═══ TEXTE FOURNI ═══
La passion est donc toujours là ?
« J’aime toujours autant le football qu’il y a 15 ans. Je n’ai pas envie d’arrêter. Mon bureau, c’est le terrain. L’expérience aide à relativiser. Dans le foot, c’est d’abord le collectif qui me plaît, me fait avancer. Mon plaisir, c’est de jouer avec les potes. Sinon, j’aurais persévéré dans le tennis où je me débrouillais plutôt bien. Des regrets ? C’est facile de le dire après. Moi, j’assume mes choix… J’ai aussi tout gagné avec l’OL, chez les jeunes et en pro. Et j’espère encore remporter des trophées. Sinon, je regarde tout le temps du foot. Ma femme n’en peut plus… Je regarde les matchs de mes anciennes équipes… la Ligue des Champions… Je regarde l’équipe de France et cela me fait ch… d’entendre à son propos des discours négatifs ».

Lors de ma dernière saison à Sochaux, j’ai failli arrêter. Je suis parti me soigner à Munich. Et j’ai pu rejouer (...) Ce que j’ai vécu n’est rien par rapport à ce qu’a connu Eric Abidal

Depuis vos débuts, le foot a-t-il changé ?
« On pourrait en parler pendant des heures. Enormément. Et on le doit notamment à la loi Bosman. Les mentalités, les à-côtés, le jeu, les objectifs. Tout est vraiment différent. Avant le foot était au centre, aujourd’hui, c’est l’argent »

Comment fait-on Jérémie pour surmonter toutes ces blessures ?
« La santé, c’est un talent comme un autre. Il y a la tactique, la technique, le physique… Il y a la santé, mais pas dans mon cas. En plus, j’ai souvent été blessé avec de grosses blessures. Je ne suis pas un joueur talentueux. Je me suis mis dans le dur pour y arriver et j’ai mis mon corps à rude épreuve. J’en ai trop fait. Moi, j’ai confondu quantité et qualité. Quand tu es jeune, tu ne sais pas. Il faut aussi se reposer pour progresser. Il y a évidemment des blessures que l’on ne peut pas éviter comme celles liées à des chocs. Après, je sais de quoi je suis capable pour rejouer. Lors de ma dernière saison à Sochaux, j’ai failli arrêter. Je suis parti me soigner à Munich. Et j’ai pu rejouer. Mais tout le monde est confronté à la difficulté. Je ne suis pas un cas unique. Ce que j’ai vécu n’est rien par rapport à ce qu’a connu Eric Abidal ».

Peut-on vous considérer comme un leader dans un groupe ?
« Je ne me qualifie pas ainsi. Je m’intéresse avant tout aux autres. Je dépasse mon rôle. J’essaie de me faire plaisir avec tout le monde. Après, je suis peut-être un leader naturel. Et quand tu portes le brassard de capitaine, c’est un honneur impressionnant, incroyable… C’est une reconnaissance ».
═══ EXTRAITS DE DONNÉES ═══
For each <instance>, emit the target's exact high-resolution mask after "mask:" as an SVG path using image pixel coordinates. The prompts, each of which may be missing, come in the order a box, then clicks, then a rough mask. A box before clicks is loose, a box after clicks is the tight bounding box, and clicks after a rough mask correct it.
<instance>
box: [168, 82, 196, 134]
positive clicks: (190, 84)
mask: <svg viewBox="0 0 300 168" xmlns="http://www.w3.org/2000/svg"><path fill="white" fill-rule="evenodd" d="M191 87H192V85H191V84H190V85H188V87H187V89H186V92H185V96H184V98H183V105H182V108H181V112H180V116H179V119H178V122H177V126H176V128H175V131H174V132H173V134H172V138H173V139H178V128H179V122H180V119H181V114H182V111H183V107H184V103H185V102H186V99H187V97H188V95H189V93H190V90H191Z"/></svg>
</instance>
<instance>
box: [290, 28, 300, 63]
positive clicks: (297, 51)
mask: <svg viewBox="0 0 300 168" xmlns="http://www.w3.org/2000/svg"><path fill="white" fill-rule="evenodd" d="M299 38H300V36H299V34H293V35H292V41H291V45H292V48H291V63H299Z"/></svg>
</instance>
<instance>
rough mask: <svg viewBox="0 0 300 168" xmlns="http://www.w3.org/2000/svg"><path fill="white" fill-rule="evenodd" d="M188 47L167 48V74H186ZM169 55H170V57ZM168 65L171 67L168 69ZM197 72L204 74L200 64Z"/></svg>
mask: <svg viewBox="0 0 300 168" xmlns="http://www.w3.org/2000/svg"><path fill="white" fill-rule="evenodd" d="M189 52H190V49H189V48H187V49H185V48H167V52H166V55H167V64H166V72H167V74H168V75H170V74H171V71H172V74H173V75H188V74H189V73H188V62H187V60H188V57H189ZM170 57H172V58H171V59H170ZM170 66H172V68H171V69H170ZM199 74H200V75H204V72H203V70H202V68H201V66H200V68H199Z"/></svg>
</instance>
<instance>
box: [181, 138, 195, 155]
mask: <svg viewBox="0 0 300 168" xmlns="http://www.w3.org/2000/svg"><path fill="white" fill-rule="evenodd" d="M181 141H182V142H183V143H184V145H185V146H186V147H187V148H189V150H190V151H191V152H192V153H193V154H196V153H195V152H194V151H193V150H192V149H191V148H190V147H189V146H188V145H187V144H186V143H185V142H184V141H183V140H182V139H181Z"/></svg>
═══
TÂCHE À RÉALISER 1: Dans l'entretien avec Jérémie, dans quelle ville est-il parti se soigner lors de sa dernière saison à Sochaux ?
TÂCHE À RÉALISER 2: Rédigez la suite de l'entretien avec Jérémie après sa réponse sur le brassard de capitaine.

ZONE DE RÉPONSE 1: Il est parti se soigner à Munich.

ZONE DE RÉPONSE 2:
Pourquoi vous ne jouez pas beaucoup depuis votre arrivée aux Girondins ? (Jérémie a joué 54 minutes en championnat face au TFC et les deux rencontres de Ligue Europa)
« C’est un choix de l’entraîneur. C’est compliqué. Mais je savais qu’en venant ici il y avait de la concurrence et que je ne disputerais pas tous les matchs. La saison ne fait que commencer… »

Comment jugez-vous le début de saison de votre équipe ?
« Elle est irrégulière. On a fait quelques bons matchs et d’autres plus ternes… Une bonne mi-temps et une plus compliquée… Le club a des ambitions raisonnables pour cette saison. Il n’y a pas d’objectifs précis. Mais on doit terminer entre la 7ème et 8ème place du championnat. On a un effectif important. On tourne en Ligue Europa. Après, plus on joue et mieux on se sent quand on est footballeur ».

Quel est votre regard sur l’OL ?
« Je trouve que les medias sont durs avec cette équipe. C’est compliqué de mettre autant de jeunes sur le terrain sans qu’ils aient complétement fini leur formation. C’est une période délicate. Mais l’OL n’est pas à sa place »

A quel type de rencontre peut-on s’attendre dimanche soir ?
« Un match compliqué, fermé. Même si nous avons battu Sochaux 4 à 1, les deux équipes ont besoin de se rassurer… »

Est-ce toujours particulier de revenir à Gerland ?
« Je suis heureux de revenir sur mes terres. Mais, comme à chaque fois que je joue, j’ai toujours envie de gagner. Jouer ? On verra. J’ai eu une petite entorse lors du dernier match de Ligue Europa. J’ai profité de la trêve pour me soigner et j’ai repris l’entrainement en début de semaine… »

Avez-vous gardé des contacts avec votre club formateur ?
« Oui, notamment avec Abdel (Redissi)… ou encore Rémy (Vercoutre)... Je pense d’ailleurs que son retour peut faire le plus grand bien au groupe ».